# [HOW TO COMPLETE THIS TASK]
Write out all of the data again, exactly as it reads.

+===+

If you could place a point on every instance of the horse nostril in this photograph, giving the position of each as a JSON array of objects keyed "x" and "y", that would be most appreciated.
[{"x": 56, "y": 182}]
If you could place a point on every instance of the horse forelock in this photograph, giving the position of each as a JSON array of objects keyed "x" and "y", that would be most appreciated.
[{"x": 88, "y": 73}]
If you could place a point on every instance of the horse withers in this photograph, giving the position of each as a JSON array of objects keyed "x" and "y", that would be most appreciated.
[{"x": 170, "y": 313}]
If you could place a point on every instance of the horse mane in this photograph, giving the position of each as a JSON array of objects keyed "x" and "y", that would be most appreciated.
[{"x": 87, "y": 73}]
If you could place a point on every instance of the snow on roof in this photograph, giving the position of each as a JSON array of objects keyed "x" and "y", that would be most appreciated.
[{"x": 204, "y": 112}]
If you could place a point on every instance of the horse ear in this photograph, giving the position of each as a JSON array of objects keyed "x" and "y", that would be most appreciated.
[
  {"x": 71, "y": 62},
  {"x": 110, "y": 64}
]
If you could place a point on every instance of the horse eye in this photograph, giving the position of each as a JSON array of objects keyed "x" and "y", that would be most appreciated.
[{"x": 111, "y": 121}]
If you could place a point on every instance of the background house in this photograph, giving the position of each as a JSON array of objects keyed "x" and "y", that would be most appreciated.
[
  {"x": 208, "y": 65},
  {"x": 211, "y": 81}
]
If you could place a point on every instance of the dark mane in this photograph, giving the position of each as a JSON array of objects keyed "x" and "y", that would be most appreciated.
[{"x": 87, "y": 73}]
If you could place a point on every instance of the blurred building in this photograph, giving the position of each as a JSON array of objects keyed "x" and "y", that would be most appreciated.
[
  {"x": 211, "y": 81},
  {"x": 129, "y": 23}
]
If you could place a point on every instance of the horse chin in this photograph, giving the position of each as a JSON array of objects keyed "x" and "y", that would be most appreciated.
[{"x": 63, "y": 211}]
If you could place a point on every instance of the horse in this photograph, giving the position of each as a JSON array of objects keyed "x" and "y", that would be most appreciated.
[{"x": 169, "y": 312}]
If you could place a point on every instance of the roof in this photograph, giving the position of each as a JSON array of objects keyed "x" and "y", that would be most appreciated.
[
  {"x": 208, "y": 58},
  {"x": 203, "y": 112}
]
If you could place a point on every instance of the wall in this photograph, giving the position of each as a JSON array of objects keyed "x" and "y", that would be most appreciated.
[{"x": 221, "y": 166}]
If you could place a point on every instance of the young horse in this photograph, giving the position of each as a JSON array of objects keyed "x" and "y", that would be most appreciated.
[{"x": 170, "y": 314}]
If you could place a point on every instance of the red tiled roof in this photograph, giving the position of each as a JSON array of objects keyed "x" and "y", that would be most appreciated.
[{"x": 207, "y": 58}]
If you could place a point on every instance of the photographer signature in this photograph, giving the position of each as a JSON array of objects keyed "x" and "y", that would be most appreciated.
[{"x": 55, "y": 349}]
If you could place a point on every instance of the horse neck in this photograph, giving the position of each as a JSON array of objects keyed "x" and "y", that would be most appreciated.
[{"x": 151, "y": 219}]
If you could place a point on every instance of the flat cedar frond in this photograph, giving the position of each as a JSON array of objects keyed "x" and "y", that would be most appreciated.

+===+

# [ANSWER SECTION]
If you could place a point on every instance of the horse nostril in this photograph, giving the position of each as a JSON array of objects keyed "x" and "y", that would be most appreciated.
[{"x": 56, "y": 182}]
If you could place a point on every instance of the horse forelock in this photograph, giving the position of each as a JSON array of objects keyed "x" and "y", that would be most appreciated.
[{"x": 88, "y": 73}]
If you could place a point on every instance of the horse withers in this photograph, giving the position of each as a JSON array of objects keyed "x" and "y", that would be most appreciated.
[{"x": 170, "y": 313}]
If you could place a point on every instance of the horse mane in this photograph, giving the position of each as a JSON array of objects keyed "x" and "y", that would be most appreciated.
[{"x": 87, "y": 73}]
If you could place a point on every instance of the snow on roof in this photograph, giving the position of each as a JSON array of objects keyed "x" and "y", that would be most appreciated.
[{"x": 204, "y": 112}]
If you could place a point on every instance of the horse ear in this photograph, giving the position of each as a JSON array of objects keyed "x" and "y", that would be most appreciated.
[
  {"x": 71, "y": 62},
  {"x": 110, "y": 64}
]
If you could place a point on every instance of the horse eye in this photograph, giving the position of each as a JSON array of objects keyed "x" and "y", that would be most appreciated.
[{"x": 111, "y": 121}]
If you could place a point on every instance of the background house in this photograph, giving the position of each as a JSON array of objects keyed "x" and "y", that would be most appreciated.
[
  {"x": 208, "y": 65},
  {"x": 211, "y": 81}
]
If you could place a point on every instance of the dark mane in this photograph, giving the position of each as a JSON array of objects keyed "x" and "y", that would be most appreciated.
[{"x": 87, "y": 73}]
If you could place a point on every instance of the blurred building in this photograph, giving the position of each as a JSON array of objects keyed "x" and "y", that would be most appreciated.
[
  {"x": 211, "y": 81},
  {"x": 129, "y": 23}
]
If you could place a point on every instance of the horse chin in this photograph, giving the position of each as a JSON array of objects keyed "x" and "y", that would be most appreciated.
[{"x": 63, "y": 211}]
If you could place a point on every instance of the horse in this photograph, giving the position of each as a JSON array of objects keyed "x" and "y", that would be most appreciated.
[{"x": 169, "y": 312}]
If you could place a point on every instance of the roof in this photograph, giving the position of each as a JSON array of objects keyed "x" and "y", that would be most appreciated.
[
  {"x": 208, "y": 58},
  {"x": 203, "y": 112}
]
If you could place a point on every instance of the wall in this photograph, giving the position of each as a JSON array of objects keyed "x" and "y", that would be most appreciated.
[{"x": 221, "y": 166}]
If you could place a point on every instance of the young horse in this photograph, giving the position of each as a JSON array of objects keyed "x" and "y", that would be most appreciated.
[{"x": 170, "y": 314}]
If you could place a point on every instance of the red tiled roof in this photograph, giving the position of each as a JSON array of objects keyed "x" and "y", that would be most appreciated.
[{"x": 207, "y": 58}]
If you could place a point on every instance of the photographer signature in this photograph, giving the position of each as a JSON array of objects keyed "x" and "y", that would be most appreciated.
[{"x": 55, "y": 349}]
If you could place a point on every instance of the horse neck in this photograph, giving the position of each as a JSON array of objects keyed "x" and "y", that would be most appreciated.
[{"x": 151, "y": 219}]
If you could place a point on every instance of the flat cedar frond in this photograph, giving the position of each as a JSON array of objects keyed "x" and "y", that would be most appreciated.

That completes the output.